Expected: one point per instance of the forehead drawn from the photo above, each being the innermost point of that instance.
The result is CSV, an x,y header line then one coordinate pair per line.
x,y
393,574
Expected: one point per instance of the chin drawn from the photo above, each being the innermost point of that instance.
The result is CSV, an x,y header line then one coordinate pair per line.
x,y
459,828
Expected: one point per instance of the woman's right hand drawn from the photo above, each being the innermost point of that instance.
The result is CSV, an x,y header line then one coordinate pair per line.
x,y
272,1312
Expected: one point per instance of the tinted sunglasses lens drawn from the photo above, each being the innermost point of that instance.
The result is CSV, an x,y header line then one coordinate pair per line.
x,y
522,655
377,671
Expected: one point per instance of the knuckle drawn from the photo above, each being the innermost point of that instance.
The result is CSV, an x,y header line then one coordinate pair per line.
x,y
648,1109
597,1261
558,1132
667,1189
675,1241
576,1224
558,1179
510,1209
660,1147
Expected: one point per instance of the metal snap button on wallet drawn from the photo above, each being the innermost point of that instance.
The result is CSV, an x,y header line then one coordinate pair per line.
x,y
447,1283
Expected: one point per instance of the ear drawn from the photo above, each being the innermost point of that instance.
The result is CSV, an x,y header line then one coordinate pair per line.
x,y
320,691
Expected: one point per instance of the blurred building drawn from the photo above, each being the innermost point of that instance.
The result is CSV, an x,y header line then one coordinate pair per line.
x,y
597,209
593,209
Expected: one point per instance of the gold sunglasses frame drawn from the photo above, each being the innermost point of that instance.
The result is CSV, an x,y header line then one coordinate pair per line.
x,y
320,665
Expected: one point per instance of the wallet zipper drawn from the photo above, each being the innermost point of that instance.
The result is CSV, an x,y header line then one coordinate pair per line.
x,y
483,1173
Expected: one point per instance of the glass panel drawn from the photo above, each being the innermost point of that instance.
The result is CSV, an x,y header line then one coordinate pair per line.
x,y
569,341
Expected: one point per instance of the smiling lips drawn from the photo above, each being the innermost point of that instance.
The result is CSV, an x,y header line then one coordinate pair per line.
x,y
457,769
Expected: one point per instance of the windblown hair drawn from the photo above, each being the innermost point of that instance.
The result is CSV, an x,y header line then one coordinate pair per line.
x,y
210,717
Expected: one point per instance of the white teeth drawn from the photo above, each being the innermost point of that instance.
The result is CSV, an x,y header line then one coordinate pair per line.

▬▬▬

§ Written exercise: Put each line of the items above into a numbered list, skipping any blank lines.

§ Problem solution:
1. Expected: one point per instance of the forehead drawn from the photo above, each being the innermost point of that instance.
2. The result is CSV, an x,y header line then one coordinate pair per line.
3. x,y
4. 393,574
5. Expected: one point per instance of the chin drawn from the photo above, each being the innermost point of that instance.
6. The result is CSV, an x,y header line then one coordinate pair per line.
7. x,y
8. 459,828
9. Expected: one point per instance of the woman's right hand drawn from the photo above, each being the innermost point of that instance.
10. The result is CSV, an x,y header line then one coordinate pair per line.
11. x,y
12. 272,1312
13. Expected: one point per instance of the tinted sunglasses lens drawn from the photo above, each being the innermost point of that instance.
14. The result is CSV, an x,y header line then one coordinate pair per line.
15. x,y
16. 522,655
17. 377,671
18. Expected: one point per instance of the knuckle drawn from the photo above, each being the innermost point of that instance.
19. The result is CSV, an x,y header line then one coordinate pair per line.
20. x,y
21. 648,1109
22. 597,1261
23. 558,1132
24. 667,1189
25. 675,1241
26. 576,1224
27. 558,1179
28. 510,1209
29. 660,1147
30. Expected: one point per instance of the metal snap button on wallet drawn from the photo above, each being the innermost point of that instance.
31. The result is CSV, an x,y header line then one coordinate pair per line.
32. x,y
33. 447,1283
34. Expected: one point per instance of the ear drawn from the photo above, each being the innermost point of that instance.
35. The result is CSV, an x,y header line then one coordinate pair per line.
36. x,y
37. 320,691
38. Expected: one point per instance of the blurred building drawn from the photo above, each being the innermost point of that instance.
39. The result is CSV, an x,y header line then one coordinate pair per line.
40. x,y
41. 597,209
42. 593,209
43. Expected: one point per instance of the gold sunglasses frame drawn from the photo above, each being the innermost point of that instance.
44. The result is CSV, an x,y header line then one coordinate pair per line.
45. x,y
46. 320,665
47. Expected: one point per instance of the wallet zipper drawn from the photo above, each being the innermost point of that instance.
48. The result is CSV, an x,y header line then one coordinate pair per line.
49. x,y
50. 483,1173
51. Expected: one point per instance of the glass panel drawn from the photo above, each being the innermost point of that instance.
52. The result is CSV, an x,y header line then one coordinate pair per line.
53. x,y
54. 569,341
55. Expected: one point per instance of the smiling lips drawn from the photo above, each being the innermost point of that instance.
56. The result is CSV, an x,y header line then one coordinate pair per line.
57. x,y
58. 457,769
59. Expected: one point per instance of the windblown hair drawn from the photo above, each being the innermost point of that instance.
60. The result is CSV, an x,y header line then one coordinate pair per line.
61. x,y
62. 210,717
63. Expected: one point per instance of the white teeth drawn from the photo above, each being the innermost point of that instance.
64. The result is CSV, an x,y header line then one coordinate pair per line.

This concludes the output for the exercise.